WORK TO BE COMPLETED:
Rewrite every row below with "trained detector" changed to "careful annotator", leaving all other text as it is.

(Items from a data source)
┏━━

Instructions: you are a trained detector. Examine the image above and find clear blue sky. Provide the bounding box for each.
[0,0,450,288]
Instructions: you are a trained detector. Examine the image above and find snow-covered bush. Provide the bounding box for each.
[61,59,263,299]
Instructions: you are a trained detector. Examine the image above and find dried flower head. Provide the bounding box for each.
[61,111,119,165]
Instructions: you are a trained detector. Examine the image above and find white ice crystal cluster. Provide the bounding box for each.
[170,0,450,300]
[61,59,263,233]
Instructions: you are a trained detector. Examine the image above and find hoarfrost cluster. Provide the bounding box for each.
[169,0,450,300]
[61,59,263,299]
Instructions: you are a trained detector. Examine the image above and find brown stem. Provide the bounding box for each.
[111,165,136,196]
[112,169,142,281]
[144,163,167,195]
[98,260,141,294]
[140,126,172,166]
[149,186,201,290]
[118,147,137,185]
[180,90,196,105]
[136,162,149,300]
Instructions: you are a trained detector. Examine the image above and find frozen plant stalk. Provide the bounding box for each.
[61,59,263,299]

┗━━

SOLUTION TO THIS EXERCISE:
Instructions: you are a careful annotator. Examine the image above and find clear blue sky. Provide the bounding box for each.
[0,0,450,288]
Instructions: you are a careful annotator. Examine the image above and find snow-covered bush. Provide the bounding box for each.
[61,59,263,299]
Instructions: you are a careful annotator. Examine the image above and find dried flower head. Provide the bounding box for each.
[61,111,119,165]
Instructions: you are a careful annotator. Examine the image above and find white ice crystal cluster. Provide the bounding box for each.
[170,0,450,300]
[61,59,263,233]
Instructions: you are a careful annotator. Examine the image above and find hoarfrost cluster. Provide the bounding box for each.
[169,0,450,300]
[61,59,263,299]
Instructions: you are a careful annotator. Examine the image above and find brown stem. Provide the bounding box for each.
[111,165,136,196]
[112,169,142,281]
[144,163,167,195]
[98,260,141,294]
[140,126,172,166]
[149,186,201,290]
[118,147,137,185]
[180,90,196,105]
[136,162,149,300]
Instructions: you are a careful annotator. Examine the image above and find frozen plant stalk. Provide the bounding box for each.
[61,59,263,299]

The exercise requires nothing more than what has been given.